Short problem: Please rewrite every line of the rows below, keeping each request and its sample format unchanged, and rescale the x and y coordinates in the answers by multiplying them by 1.9. Round each result to a whole number, with halves rounded up.

** start of Stored data **

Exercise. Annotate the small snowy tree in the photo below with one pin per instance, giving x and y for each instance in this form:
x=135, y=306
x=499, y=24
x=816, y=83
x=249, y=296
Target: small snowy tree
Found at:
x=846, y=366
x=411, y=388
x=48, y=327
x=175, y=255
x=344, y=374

** end of Stored data **

Output of the exercise:
Exercise. Annotate the small snowy tree in the photo below with one pin per instance, giving x and y for each instance in this form:
x=135, y=306
x=499, y=24
x=816, y=83
x=249, y=296
Target: small snowy tree
Found at:
x=1607, y=695
x=781, y=737
x=91, y=621
x=333, y=485
x=654, y=711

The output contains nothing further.